# TO-DO LIST
A – Copy the inkjet ink passage starting with "Degree of silanization typically" and going on through "of the printhead.".
B – What degree of silanization does the inkjet ink passage name as preferred?
C – Turn the paragraph in the inkjet ink passage that begins "The colorant used for printing the colored image" into a short list that keeps its main facts.

# PASSAGE
Degree of silanization typically ranges from 8% to 60%, preferably from 12% to 50%. When degree of silanization is too low, it may not provide sufficient steric stabilization for long term ink stability, while high degree of silanization may not have enough silanol groups left on the silica particle surface to prevent corrosion of the printhead.

Typically, the ink may contain silanized silica particles up to approximately 8%, preferably from about 0.1 to about 5%, and more preferably from about 0.1 to about 3%, by weight, based on the total weight of the ink.

Pigments

The colorant used for printing the colored image may be a dye or a pigment. Dyes include disperse dyes, reactive dyes, acid dyes and the like. The term “pigment” as used herein means an insoluble colorant that requires to be dispersed with a dispersant and processed under dispersive conditions in the presence of a dispersant. Pigmented inks are preferred.

Pigments suitable for being used are those generally well-known in the art for aqueous inkjet inks. The selected pigment(s) may be used in dry or wet form. For example, pigments are usually manufactured in aqueous media, and the resulting pigments are obtained as a water-wet presscake. In presscake form, the pigment does not agglomerate to the extent it would in dry form. Thus, pigments in water-wet presscake form do not require as much mixing energy to de-agglomerate in the premix process as pigments in dry form. Representative commercial dry pigments are listed in U.S. Pat. No. 5,085,698.

Some examples of pigments with coloristic properties useful in inkjet inks include, but not limited to: cyan pigments from Pigment Blue 15:3 and Pigment Blue 15:4; magenta pigments from Pigment Red 122 and Pigment Red 202; yellow pigments from Pigment Yellow 14, Pigment Yellow 74, Pigment Yellow 95, Pigment Yellow 110, Pigment Yellow 114, Pigment Yellow 128 and Pigment Yellow 155; red pigments from Pigment Orange 5, Pigment Orange 34, Pigment Orange 43, Pigment Orange 62, Pigment Red 17, Pigment Red 49:2, Pigment Red 112, Pigment Red 149, Pigment Red 177, Pigment Red 178, Pigment Red 188, Pigment Red 254, Pigment Red 184, Pigment Red 264 and Pigment Red PV19; green pigments from Pigment Green 1, Pigment Green 2, Pigment Green 7 and Pigment Green 36; blue pigments from Pigment Blue 60, Pigment Violet 3, Pigment Violet 19, Pigment Violet 23, Pigment Violet 32, Pigment Violet 36 and Pigment Violet 38; and black pigment carbon black. The pigment names and abbreviations used herein are the “C.I.” designation for pigments established by Society of Dyers and Colourists, Bradford, Yorkshire, UK and published in The Color Index, Third Edition, 1971.

# MATERIAL PROVIDED
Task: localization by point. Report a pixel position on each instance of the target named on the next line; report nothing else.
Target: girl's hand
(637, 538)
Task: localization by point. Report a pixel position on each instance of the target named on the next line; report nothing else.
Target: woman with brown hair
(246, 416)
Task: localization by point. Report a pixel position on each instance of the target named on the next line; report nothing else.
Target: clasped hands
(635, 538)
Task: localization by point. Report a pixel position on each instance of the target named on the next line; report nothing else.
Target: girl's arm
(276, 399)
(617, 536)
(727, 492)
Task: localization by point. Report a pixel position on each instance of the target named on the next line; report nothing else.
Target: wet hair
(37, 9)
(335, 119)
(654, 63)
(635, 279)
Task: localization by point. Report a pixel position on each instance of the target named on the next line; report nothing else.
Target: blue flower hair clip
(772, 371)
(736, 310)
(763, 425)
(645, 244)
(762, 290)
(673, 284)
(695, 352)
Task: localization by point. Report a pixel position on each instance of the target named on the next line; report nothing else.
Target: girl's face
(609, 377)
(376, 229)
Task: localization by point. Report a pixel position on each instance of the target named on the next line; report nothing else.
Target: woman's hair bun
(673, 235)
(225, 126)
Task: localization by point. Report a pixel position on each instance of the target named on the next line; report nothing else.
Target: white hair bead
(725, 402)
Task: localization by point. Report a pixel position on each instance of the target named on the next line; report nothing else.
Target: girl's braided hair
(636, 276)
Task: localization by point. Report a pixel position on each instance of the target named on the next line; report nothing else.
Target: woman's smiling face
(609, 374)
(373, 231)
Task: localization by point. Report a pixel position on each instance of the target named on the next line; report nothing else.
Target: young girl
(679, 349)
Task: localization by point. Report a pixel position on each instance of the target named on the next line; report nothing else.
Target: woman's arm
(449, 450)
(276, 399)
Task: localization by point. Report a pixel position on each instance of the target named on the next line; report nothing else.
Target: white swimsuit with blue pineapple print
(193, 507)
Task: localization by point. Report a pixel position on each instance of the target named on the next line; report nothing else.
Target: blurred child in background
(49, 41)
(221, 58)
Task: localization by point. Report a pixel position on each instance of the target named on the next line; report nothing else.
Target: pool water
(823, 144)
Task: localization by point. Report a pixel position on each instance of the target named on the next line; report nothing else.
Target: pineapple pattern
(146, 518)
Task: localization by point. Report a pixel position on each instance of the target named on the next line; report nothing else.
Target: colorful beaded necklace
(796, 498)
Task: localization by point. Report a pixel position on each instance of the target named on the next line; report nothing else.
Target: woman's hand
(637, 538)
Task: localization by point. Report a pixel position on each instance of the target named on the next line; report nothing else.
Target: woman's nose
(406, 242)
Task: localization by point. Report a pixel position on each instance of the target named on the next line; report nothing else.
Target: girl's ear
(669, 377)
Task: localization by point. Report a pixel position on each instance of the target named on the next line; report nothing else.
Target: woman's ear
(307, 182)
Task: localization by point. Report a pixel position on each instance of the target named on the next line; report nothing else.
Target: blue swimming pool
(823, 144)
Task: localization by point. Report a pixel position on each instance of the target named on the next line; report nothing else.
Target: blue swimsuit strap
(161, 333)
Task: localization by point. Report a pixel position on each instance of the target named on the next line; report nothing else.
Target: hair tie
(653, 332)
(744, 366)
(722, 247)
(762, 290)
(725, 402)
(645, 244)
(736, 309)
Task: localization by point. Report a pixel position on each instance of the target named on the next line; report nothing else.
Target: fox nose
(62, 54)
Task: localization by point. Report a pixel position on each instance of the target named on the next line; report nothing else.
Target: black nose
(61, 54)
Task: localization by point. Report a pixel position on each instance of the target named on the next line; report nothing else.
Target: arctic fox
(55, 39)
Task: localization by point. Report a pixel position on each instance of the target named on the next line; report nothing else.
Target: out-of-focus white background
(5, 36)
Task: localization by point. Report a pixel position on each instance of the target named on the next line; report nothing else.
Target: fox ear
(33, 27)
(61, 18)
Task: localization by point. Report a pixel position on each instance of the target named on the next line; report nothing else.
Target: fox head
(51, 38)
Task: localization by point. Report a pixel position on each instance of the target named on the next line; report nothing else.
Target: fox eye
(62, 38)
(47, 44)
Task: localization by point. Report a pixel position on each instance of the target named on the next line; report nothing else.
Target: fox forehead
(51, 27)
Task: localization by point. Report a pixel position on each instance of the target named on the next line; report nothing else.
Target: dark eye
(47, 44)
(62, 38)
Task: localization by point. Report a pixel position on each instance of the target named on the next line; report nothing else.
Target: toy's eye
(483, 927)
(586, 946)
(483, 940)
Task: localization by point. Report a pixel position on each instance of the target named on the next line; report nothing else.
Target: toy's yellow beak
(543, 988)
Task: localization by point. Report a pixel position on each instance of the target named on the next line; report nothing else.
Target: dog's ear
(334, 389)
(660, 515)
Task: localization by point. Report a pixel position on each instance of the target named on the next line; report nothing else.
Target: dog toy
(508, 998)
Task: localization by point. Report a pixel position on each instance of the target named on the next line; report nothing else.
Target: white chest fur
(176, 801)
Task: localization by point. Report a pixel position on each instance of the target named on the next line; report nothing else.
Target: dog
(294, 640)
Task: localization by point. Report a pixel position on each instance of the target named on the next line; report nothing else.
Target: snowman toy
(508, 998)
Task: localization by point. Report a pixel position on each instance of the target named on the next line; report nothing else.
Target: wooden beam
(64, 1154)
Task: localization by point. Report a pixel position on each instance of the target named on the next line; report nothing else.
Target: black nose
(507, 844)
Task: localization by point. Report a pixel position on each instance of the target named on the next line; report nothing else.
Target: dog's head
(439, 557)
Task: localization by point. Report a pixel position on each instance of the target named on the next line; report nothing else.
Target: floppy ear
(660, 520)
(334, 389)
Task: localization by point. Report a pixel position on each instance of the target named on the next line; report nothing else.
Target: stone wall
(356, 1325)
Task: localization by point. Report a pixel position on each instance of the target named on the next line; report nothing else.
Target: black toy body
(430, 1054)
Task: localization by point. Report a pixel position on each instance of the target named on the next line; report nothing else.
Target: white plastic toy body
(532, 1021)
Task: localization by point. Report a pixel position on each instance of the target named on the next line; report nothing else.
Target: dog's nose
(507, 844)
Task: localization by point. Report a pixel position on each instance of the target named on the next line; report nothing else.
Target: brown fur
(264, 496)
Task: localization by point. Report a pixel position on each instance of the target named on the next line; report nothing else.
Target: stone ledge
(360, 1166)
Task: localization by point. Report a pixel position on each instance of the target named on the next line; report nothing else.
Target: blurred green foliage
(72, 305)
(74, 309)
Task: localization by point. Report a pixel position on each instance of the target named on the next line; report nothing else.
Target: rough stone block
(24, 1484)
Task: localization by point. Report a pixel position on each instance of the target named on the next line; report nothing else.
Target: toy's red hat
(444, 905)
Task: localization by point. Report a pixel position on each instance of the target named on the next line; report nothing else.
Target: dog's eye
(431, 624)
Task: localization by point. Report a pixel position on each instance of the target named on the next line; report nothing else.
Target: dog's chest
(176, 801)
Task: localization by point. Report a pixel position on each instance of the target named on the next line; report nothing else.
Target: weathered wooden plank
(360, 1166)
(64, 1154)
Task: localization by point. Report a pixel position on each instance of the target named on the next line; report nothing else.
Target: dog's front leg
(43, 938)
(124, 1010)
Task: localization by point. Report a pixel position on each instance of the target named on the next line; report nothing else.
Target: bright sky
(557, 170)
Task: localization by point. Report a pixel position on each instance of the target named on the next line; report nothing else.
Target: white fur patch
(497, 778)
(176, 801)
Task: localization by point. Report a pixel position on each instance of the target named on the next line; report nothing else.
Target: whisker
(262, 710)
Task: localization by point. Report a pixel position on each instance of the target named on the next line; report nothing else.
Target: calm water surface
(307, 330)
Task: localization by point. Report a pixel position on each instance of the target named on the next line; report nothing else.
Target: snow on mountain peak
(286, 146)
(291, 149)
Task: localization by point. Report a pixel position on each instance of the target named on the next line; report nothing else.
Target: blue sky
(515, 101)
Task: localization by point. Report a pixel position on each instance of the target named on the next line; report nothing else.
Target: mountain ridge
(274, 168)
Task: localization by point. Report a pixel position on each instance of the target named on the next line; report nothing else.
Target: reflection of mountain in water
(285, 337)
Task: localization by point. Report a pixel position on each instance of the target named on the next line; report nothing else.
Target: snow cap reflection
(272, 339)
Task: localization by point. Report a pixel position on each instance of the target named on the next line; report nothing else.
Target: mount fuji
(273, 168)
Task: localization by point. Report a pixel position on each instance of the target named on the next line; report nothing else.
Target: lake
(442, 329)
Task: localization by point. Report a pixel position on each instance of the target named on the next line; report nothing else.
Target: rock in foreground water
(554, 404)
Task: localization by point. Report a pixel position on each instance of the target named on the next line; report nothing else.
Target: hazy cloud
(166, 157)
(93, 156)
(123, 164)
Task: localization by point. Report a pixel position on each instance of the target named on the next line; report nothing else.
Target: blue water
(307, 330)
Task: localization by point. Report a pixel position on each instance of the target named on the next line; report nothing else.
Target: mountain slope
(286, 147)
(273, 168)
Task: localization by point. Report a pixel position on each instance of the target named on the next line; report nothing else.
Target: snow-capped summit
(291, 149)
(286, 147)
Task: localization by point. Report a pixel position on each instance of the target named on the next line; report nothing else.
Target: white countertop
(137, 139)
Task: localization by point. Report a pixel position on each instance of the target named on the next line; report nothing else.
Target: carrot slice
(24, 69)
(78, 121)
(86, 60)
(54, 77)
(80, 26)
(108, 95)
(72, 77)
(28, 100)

# SOLUTIONS TO THE TASKS
A –
Degree of silanization typically ranges from 8% to 60%, preferably from 12% to 50%. When degree of silanization is too low, it may not provide sufficient steric stabilization for long term ink stability, while high degree of silanization may not have enough silanol groups left on the silica particle surface to prevent corrosion of the printhead.

B – From 12% to 50%.

C –
- The colorant for printing the colored image may be a dye or a pigment.
- Dyes include disperse, reactive and acid dyes, among others.
- A pigment here is an insoluble colorant that must be dispersed with a dispersant and processed under dispersive conditions in its presence.
- Pigmented inks are preferred.